» **Stated exercise**:
Write out the data below exactly as given, without any of its pictures.

» **Supplied records**:

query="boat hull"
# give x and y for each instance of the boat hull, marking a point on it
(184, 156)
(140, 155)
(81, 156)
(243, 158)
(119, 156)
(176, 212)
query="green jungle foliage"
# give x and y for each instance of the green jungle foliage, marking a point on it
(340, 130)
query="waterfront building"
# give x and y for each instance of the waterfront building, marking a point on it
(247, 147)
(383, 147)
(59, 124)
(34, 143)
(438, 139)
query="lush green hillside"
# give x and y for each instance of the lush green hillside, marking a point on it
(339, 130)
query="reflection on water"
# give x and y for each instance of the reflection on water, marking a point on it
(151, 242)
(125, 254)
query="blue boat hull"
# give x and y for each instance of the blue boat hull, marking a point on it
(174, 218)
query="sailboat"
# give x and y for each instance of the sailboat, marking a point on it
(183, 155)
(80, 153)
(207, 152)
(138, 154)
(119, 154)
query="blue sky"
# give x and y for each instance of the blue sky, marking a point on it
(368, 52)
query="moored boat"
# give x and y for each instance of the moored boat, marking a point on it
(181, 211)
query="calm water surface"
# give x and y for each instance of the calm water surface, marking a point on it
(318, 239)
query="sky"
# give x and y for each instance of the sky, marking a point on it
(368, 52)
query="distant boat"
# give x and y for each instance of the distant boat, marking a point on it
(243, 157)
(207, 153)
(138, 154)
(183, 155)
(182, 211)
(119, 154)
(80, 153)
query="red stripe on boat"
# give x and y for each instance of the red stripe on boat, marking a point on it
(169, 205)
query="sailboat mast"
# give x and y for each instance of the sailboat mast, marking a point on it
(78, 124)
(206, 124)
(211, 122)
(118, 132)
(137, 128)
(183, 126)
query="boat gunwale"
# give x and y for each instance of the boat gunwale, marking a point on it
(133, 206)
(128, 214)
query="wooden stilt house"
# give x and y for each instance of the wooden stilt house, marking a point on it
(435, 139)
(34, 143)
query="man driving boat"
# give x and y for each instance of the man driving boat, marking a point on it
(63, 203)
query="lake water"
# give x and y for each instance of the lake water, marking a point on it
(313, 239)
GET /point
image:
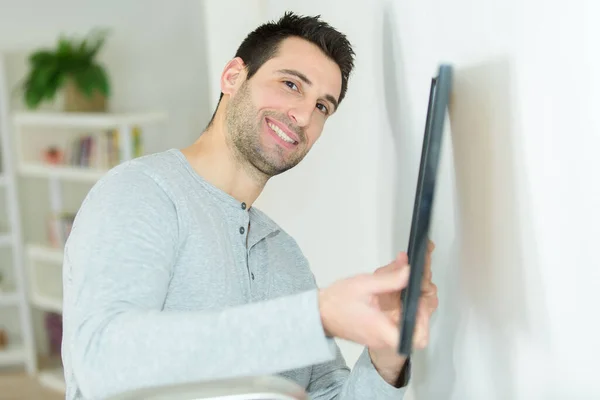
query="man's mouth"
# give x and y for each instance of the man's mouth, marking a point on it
(280, 133)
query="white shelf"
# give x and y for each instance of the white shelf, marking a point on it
(9, 299)
(12, 354)
(44, 254)
(64, 172)
(53, 379)
(47, 303)
(85, 120)
(5, 239)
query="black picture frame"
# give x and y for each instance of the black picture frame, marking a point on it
(439, 98)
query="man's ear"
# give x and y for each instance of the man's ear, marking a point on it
(233, 75)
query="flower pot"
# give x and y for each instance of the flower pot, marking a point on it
(76, 101)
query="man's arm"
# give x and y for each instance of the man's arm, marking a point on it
(117, 270)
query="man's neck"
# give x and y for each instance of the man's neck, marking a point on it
(214, 160)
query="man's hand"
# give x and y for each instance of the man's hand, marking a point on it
(388, 362)
(350, 309)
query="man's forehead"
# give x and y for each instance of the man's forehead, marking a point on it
(308, 60)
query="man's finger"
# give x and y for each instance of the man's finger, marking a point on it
(387, 334)
(387, 281)
(402, 258)
(399, 262)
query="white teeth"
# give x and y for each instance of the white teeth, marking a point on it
(280, 133)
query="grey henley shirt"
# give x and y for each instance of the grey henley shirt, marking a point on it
(168, 279)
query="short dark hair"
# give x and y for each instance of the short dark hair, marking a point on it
(262, 44)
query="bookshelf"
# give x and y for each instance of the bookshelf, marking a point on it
(57, 148)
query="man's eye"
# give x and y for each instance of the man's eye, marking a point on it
(323, 108)
(291, 85)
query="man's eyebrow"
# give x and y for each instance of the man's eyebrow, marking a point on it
(305, 79)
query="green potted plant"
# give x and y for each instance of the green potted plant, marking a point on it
(73, 68)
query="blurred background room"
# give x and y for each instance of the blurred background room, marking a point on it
(516, 216)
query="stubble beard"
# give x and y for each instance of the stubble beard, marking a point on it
(244, 127)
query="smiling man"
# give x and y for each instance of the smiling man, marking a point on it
(172, 276)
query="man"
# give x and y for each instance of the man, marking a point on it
(171, 276)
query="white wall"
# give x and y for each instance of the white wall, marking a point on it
(515, 216)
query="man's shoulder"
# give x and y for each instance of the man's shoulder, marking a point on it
(147, 179)
(151, 170)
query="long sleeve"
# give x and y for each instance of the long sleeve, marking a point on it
(333, 380)
(117, 269)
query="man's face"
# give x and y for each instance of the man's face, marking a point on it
(274, 118)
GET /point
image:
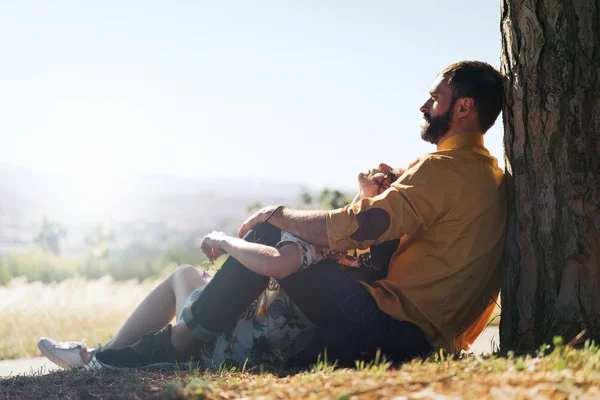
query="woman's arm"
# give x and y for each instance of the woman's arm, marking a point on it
(264, 260)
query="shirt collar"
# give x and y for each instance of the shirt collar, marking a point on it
(471, 139)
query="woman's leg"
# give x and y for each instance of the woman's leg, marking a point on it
(159, 307)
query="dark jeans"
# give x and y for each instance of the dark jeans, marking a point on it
(350, 324)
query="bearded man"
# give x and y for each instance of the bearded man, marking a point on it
(448, 210)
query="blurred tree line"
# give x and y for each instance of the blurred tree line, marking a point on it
(101, 258)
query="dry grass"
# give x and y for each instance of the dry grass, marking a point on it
(75, 309)
(563, 374)
(71, 310)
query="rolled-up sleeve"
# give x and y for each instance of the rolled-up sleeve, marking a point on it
(413, 202)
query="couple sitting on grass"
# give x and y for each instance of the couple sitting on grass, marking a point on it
(303, 282)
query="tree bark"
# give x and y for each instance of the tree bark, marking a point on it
(551, 57)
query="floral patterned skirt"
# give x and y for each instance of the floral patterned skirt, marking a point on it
(267, 333)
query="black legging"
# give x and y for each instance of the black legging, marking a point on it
(350, 324)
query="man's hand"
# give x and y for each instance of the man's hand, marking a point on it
(212, 245)
(255, 219)
(376, 181)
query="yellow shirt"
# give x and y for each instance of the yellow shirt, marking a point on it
(449, 209)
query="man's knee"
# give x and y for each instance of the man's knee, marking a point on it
(187, 273)
(264, 233)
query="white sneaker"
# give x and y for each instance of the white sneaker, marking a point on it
(67, 354)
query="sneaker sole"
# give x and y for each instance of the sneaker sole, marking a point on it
(52, 357)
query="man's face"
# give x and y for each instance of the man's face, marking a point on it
(437, 111)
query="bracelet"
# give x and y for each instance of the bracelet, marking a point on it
(279, 208)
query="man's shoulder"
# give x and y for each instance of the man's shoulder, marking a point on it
(433, 162)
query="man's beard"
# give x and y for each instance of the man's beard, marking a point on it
(436, 127)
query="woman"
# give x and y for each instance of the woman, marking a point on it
(271, 329)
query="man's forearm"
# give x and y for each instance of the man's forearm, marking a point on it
(306, 224)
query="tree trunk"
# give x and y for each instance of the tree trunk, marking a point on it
(551, 56)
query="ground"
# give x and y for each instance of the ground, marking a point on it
(565, 373)
(100, 306)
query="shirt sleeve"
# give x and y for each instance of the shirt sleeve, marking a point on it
(309, 254)
(425, 191)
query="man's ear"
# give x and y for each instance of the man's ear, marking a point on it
(465, 106)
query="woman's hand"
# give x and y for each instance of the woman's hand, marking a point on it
(376, 181)
(212, 245)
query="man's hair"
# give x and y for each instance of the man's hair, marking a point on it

» **Response to this exercise**:
query="boat hull"
# give x and y for each instance of the boat hull, marking a point on it
(184, 156)
(140, 155)
(81, 156)
(243, 158)
(119, 156)
(176, 212)
query="green jungle foliage"
# give x and y for each instance of the green jungle foliage, marking a point on it
(340, 130)
query="waterfront building"
# give x and y for each instance of the waterfront building, marking a point on it
(247, 147)
(383, 147)
(59, 124)
(34, 143)
(438, 139)
query="lush green hillside"
# give x and y for each instance of the lush green hillside, marking a point on it
(339, 130)
query="reflection on water"
# give x and y for each instance of the reflection on water, marking a point on it
(151, 242)
(125, 254)
query="blue boat hull"
# give x and y for each instance of the blue boat hull, marking a point on it
(174, 218)
query="sailboat"
# give x and y for each instance of the sailboat, marking a point on it
(183, 155)
(80, 153)
(207, 152)
(138, 154)
(119, 154)
query="blue sky"
# give x and y for each instance of the blue sky, marking a point on it
(368, 52)
query="moored boat"
# give x and y for each instance of the moored boat, marking a point on it
(181, 211)
query="calm water surface"
# give x and y for each instance of the calm water surface, marking a point on it
(318, 239)
query="sky"
# give x and y for each instance of the sky, marking a point on it
(368, 52)
query="distant boat"
# give x and y for each instance of the distant boat, marking a point on it
(243, 157)
(207, 153)
(138, 154)
(183, 155)
(182, 211)
(119, 154)
(80, 153)
query="red stripe on boat"
# give x and y for each instance of the red stripe on boat, marking a point on it
(169, 205)
query="sailboat mast"
# give x and y for each instance of the sailboat mast, marking a point on it
(78, 124)
(206, 124)
(211, 122)
(118, 132)
(137, 128)
(183, 126)
query="boat gunwale"
# give x and y for each instance of the boat gunwale, marking a point on it
(133, 206)
(128, 214)
query="wooden stilt house"
# give x and y for each instance of the wooden stilt house, marking a point on it
(435, 139)
(34, 143)
query="man driving boat"
# give x and y for each instance of the man driving boat, marking a point on it
(63, 203)
query="lake water"
# give x and y for each instance of the lake water, marking a point on it
(313, 239)
GET /point
image:
query="man's mouth"
# give x and y for each instance of the man's mouth, marking a point on it
(280, 133)
query="white shelf"
# give x and y for each instance of the white shelf, marking a point on it
(9, 299)
(12, 354)
(44, 254)
(64, 172)
(53, 379)
(47, 303)
(85, 120)
(5, 239)
query="black picture frame"
# give x and y for each instance of the black picture frame, marking a point on it
(439, 98)
query="man's ear"
# give x and y for each instance of the man's ear, marking a point on it
(233, 75)
query="flower pot"
# give x and y for each instance of the flower pot, marking a point on it
(76, 101)
query="man's arm"
# give x and y for each instance of the man's arm, marking a point on it
(117, 270)
query="man's neck"
# give x and y for each instance of the man's neck, marking a point on it
(214, 160)
query="man's hand"
# give x and y for each instance of the man's hand, marking a point on it
(388, 362)
(350, 309)
query="man's forehead"
# give x and y for each instance of the man's forehead, marking a point on it
(308, 60)
query="man's finger"
# give x and y for each instance of the man's finger, marking a point on it
(387, 334)
(387, 281)
(402, 258)
(399, 262)
query="white teeth"
# give x and y for each instance of the white teeth, marking a point on it
(280, 133)
query="grey henley shirt"
# give x and y for each instance of the grey henley shirt, marking a point on it
(168, 279)
query="short dark hair"
# give x and y for each instance of the short dark hair, marking a point on it
(262, 44)
query="bookshelf"
# give x and y for each instance of the bookshelf, marking a point on it
(57, 148)
query="man's eye"
# give x and y for each instance of the man's eye, marking a point on it
(323, 108)
(291, 85)
query="man's eyebrow"
# give x and y for each instance of the man's eyebrow, marking a point on it
(305, 79)
query="green potted plant"
# give x and y for each instance of the green potted plant, marking a point on it
(73, 68)
query="blurred background room"
# give x and y for each instance of the blurred background room, marking a point on it
(516, 216)
query="stubble beard"
# give x and y for each instance of the stubble beard, marking a point on it
(244, 127)
query="smiling man"
# give x and y for each instance of the smiling man, marking a point on it
(172, 276)
query="man"
# give x and y for each instance of the man, marking a point on it
(171, 276)
query="white wall"
# give x and y for each instance of the white wall, marking a point on it
(515, 216)
query="man's shoulder"
# give x and y for each instance of the man's shoulder, marking a point on it
(147, 179)
(151, 170)
query="long sleeve"
# give x and y for each instance of the long sleeve, marking a point on it
(333, 380)
(117, 269)
query="man's face"
# give x and y for each instance of the man's face, marking a point on it
(274, 118)
GET /point
image:
query="woman's arm"
# give x and y for each instance of the woman's arm, marking a point on it
(264, 260)
query="shirt collar"
# give x and y for each instance of the shirt collar, marking a point on it
(471, 139)
query="woman's leg"
# give x and y for each instance of the woman's leg, marking a point on it
(159, 307)
query="dark jeans"
# give x and y for each instance of the dark jeans, marking a point on it
(350, 324)
query="bearded man"
# give x and y for each instance of the bearded man, marking a point on it
(448, 210)
query="blurred tree line"
# give x and y for each instance of the blurred tree line, marking a point on it
(101, 258)
query="dry grass"
# give x and y for each instance of the dry grass, marking a point on it
(75, 309)
(563, 374)
(71, 310)
query="rolled-up sleeve"
# give x and y for each instance of the rolled-up sleeve, marking a point on it
(413, 202)
query="couple sitting on grass"
# give x and y for each instance of the couple sitting on grass, marking a point on it
(303, 282)
query="tree bark"
# give x and y for each instance of the tree bark, marking a point on it
(551, 57)
query="floral patterned skirt"
# give x and y for each instance of the floral patterned skirt, marking a point on it
(267, 333)
query="black legging"
# give x and y for each instance of the black legging, marking a point on it
(350, 324)
query="man's hand"
# give x and y for each instance of the man's hand, marking a point on it
(212, 245)
(255, 219)
(376, 181)
query="yellow shirt"
# give x and y for each instance of the yellow shirt, marking a point on it
(449, 209)
query="man's knee"
# give x and y for each instance of the man's knee, marking a point on it
(187, 273)
(264, 233)
query="white sneaker"
# give x and y for each instance of the white sneaker, marking a point on it
(67, 354)
query="sneaker sole"
# give x and y for each instance of the sneaker sole, marking a point on it
(52, 357)
query="man's face"
# give x and y for each instance of the man's face, marking a point on it
(437, 111)
query="bracelet"
# give x and y for each instance of the bracelet, marking a point on it
(279, 208)
query="man's shoulder"
# give x and y for each instance of the man's shoulder, marking a point on it
(433, 162)
query="man's beard"
# give x and y for each instance of the man's beard, marking a point on it
(436, 127)
query="woman"
# give x and y for each instance of the woman, marking a point on it
(271, 329)
query="man's forearm"
# give x and y for each instance of the man's forearm, marking a point on it
(306, 224)
query="tree trunk"
# give x and y for each instance of the tree trunk, marking a point on it
(551, 56)
query="ground"
# give x and y for each instance of the ground, marking a point on it
(565, 373)
(100, 306)
query="shirt sleeve"
# give x and y for each instance of the shirt sleeve, marking a point on it
(309, 254)
(425, 191)
query="man's ear"
# give x and y for each instance of the man's ear, marking a point on it
(465, 106)
query="woman's hand"
# give x and y for each instance of the woman's hand, marking a point on it
(376, 181)
(212, 245)
query="man's hair"
# give x and y for each instance of the man's hair, marking a point on it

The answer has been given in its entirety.